> **What to produce**:
No line before the one containing "In the photo above, where can the shoreline" should appear; that line and all lines after it, through the end of the data, are to be set down exactly.

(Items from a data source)
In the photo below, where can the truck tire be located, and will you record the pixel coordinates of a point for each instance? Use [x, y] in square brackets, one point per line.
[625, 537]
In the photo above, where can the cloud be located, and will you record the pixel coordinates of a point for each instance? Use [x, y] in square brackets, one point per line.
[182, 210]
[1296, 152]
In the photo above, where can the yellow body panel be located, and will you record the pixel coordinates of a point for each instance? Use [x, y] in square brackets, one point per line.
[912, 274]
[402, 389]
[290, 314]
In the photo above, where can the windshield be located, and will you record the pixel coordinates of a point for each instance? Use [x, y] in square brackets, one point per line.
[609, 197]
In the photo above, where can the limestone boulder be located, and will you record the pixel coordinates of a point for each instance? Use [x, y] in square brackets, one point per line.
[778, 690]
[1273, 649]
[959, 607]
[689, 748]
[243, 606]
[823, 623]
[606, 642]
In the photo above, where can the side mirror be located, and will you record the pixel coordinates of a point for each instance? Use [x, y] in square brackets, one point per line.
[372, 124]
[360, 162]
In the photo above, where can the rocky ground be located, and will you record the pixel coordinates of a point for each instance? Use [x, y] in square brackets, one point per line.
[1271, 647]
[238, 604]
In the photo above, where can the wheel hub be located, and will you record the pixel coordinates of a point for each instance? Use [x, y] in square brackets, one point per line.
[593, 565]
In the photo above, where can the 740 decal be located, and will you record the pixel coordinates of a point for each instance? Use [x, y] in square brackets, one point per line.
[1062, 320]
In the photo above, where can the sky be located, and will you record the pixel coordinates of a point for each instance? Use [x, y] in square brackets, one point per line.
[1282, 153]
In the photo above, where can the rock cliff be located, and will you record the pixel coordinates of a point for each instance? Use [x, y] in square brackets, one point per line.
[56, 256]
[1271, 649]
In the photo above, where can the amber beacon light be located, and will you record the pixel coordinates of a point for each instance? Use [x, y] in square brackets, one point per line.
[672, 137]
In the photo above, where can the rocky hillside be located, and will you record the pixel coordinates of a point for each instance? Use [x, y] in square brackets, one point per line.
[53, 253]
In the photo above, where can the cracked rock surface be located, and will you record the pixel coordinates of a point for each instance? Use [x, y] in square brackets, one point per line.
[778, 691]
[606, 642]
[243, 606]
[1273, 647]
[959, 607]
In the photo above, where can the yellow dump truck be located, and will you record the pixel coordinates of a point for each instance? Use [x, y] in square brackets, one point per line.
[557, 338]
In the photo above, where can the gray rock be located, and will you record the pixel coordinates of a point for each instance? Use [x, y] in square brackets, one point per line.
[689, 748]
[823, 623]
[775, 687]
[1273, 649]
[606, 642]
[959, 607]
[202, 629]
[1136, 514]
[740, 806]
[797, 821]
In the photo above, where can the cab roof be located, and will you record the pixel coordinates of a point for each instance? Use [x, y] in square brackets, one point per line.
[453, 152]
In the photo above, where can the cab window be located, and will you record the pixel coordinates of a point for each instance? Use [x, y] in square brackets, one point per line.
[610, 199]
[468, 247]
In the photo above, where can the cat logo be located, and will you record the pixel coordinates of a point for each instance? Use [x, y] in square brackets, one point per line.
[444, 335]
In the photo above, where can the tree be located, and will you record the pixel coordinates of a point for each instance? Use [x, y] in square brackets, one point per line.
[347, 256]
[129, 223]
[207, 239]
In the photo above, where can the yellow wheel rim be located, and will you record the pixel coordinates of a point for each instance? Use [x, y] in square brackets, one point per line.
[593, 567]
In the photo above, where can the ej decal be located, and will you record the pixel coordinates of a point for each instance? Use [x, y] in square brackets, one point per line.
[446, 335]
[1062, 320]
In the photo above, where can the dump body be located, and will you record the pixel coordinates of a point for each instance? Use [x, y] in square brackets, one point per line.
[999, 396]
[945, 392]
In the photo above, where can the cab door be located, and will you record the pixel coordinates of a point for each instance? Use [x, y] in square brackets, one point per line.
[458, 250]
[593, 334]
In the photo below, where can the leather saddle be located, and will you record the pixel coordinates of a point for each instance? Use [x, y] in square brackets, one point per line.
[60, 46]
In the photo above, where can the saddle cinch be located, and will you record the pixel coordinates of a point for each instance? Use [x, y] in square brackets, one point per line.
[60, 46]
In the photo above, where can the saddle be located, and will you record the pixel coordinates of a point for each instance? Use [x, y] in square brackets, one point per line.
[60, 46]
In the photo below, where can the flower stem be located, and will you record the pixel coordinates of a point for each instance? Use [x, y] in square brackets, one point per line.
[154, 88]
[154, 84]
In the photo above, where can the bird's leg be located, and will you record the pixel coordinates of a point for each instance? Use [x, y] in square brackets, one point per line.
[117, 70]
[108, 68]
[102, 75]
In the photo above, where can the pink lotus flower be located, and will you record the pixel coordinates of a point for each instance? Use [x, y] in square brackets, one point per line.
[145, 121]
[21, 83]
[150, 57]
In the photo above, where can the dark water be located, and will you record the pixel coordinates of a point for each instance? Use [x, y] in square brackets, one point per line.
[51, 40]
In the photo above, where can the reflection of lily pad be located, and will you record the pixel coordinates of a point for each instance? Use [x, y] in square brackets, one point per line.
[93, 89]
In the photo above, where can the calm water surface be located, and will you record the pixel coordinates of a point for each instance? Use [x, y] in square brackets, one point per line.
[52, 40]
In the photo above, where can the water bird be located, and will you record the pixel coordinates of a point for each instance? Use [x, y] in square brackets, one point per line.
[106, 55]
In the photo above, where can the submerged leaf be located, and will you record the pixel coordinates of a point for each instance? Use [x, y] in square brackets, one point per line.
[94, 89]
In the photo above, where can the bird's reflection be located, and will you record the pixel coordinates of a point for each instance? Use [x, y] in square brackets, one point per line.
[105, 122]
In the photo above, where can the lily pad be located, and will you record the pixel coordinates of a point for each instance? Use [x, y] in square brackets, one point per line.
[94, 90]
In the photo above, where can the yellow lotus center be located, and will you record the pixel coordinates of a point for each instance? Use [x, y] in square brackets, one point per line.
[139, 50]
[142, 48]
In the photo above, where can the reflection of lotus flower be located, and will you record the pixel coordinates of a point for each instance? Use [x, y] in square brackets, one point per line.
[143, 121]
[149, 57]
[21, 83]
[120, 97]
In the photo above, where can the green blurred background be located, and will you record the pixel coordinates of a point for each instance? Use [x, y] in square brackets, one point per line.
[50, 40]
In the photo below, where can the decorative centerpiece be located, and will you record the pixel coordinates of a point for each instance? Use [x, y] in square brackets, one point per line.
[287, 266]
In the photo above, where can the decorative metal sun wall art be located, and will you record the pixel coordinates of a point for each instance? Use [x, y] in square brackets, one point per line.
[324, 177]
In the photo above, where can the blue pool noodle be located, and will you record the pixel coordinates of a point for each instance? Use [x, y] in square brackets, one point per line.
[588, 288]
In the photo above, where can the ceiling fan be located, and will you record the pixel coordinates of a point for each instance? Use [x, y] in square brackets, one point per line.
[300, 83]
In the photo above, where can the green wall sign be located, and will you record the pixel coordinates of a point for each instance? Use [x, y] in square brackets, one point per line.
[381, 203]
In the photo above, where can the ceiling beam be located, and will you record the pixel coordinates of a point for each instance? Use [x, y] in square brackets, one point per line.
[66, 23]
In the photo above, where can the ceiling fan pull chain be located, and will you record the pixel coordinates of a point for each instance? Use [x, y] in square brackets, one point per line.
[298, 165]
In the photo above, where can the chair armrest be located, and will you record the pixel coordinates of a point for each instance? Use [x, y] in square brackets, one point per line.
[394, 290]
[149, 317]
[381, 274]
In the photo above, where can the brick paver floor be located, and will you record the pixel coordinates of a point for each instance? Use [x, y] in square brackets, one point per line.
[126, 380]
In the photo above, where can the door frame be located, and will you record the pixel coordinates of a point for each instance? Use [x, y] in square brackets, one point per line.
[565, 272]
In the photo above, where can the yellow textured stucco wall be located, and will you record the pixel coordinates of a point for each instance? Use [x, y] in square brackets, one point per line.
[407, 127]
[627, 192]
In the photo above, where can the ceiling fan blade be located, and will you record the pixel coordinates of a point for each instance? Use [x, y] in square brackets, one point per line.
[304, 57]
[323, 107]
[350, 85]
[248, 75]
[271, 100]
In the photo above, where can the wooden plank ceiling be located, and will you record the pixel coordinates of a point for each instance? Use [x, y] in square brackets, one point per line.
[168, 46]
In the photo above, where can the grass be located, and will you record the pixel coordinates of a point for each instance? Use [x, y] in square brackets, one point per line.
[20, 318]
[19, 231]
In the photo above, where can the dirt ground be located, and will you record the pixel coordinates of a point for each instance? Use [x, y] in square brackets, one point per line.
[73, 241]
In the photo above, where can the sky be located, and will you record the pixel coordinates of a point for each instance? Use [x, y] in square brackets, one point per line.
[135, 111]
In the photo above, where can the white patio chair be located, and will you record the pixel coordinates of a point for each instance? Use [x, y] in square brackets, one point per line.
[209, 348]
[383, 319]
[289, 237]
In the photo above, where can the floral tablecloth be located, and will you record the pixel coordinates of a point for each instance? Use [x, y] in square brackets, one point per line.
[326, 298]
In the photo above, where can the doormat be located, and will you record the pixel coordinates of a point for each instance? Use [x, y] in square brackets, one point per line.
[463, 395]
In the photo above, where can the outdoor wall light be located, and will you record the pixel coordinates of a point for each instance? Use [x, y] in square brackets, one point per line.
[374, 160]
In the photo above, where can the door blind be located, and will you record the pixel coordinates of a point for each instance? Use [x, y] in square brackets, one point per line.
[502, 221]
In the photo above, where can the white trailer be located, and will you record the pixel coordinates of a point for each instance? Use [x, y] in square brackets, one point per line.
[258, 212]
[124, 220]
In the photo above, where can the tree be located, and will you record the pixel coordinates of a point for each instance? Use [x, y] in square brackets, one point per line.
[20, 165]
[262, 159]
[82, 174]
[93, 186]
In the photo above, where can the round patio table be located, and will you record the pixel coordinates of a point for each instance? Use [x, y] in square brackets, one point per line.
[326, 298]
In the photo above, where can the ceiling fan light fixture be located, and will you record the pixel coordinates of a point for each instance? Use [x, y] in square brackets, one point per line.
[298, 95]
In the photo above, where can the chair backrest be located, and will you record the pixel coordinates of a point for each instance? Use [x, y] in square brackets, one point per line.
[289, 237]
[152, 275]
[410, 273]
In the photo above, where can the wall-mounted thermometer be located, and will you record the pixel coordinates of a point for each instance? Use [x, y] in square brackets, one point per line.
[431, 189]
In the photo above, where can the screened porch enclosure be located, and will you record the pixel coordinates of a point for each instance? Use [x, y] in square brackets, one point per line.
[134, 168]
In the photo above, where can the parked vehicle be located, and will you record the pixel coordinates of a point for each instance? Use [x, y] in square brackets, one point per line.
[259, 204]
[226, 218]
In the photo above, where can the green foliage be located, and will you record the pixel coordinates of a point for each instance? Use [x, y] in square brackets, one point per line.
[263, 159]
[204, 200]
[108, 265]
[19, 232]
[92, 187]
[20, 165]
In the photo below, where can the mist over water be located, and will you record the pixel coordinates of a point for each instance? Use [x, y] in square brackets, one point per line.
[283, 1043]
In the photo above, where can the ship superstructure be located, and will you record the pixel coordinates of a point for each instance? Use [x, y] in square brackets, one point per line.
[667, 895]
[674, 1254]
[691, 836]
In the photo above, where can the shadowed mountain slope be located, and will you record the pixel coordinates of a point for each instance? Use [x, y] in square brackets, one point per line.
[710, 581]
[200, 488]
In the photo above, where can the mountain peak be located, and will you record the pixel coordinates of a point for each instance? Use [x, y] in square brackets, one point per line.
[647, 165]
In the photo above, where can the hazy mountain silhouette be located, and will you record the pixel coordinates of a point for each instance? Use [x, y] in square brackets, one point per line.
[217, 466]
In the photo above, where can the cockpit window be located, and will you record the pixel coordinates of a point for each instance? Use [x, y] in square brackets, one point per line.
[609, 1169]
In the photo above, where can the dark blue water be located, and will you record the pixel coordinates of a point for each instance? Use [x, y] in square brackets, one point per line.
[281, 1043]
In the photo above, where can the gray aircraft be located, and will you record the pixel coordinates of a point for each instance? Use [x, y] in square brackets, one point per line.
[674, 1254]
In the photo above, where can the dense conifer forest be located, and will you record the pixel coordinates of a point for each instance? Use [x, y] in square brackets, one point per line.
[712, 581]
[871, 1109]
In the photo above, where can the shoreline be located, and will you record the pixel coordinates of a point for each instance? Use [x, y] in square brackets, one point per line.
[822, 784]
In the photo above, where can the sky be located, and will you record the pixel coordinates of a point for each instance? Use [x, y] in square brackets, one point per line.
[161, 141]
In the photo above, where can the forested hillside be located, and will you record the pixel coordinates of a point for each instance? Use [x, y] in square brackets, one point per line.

> **Result below**:
In the photo above, where can the shoreline be located, and will you record the pixel coordinates of a point for each instance? Use [x, y] in square brackets, one point per line.
[822, 784]
In the photo above, where can the sky be located, and will you record the pixel coordinates of a point for each instance? Use [x, y] in square brackets, one point per line.
[161, 141]
In the photo above, where can the forested hillside be located, and will you record the pixel coordinates of a point for each instance? Use [x, y] in square brackets, one point per line.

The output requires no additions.